• _GOAL OF THE EXERCISE_:
Check each line of the data below for the word "child", then extract the ones that have it.

__________

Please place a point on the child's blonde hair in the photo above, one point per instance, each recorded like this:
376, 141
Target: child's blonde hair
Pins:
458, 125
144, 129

__________

• _RESPONSE AREA_:
Please place a point on the child's blonde hair in the photo above, one point per instance, each recorded like this:
Target: child's blonde hair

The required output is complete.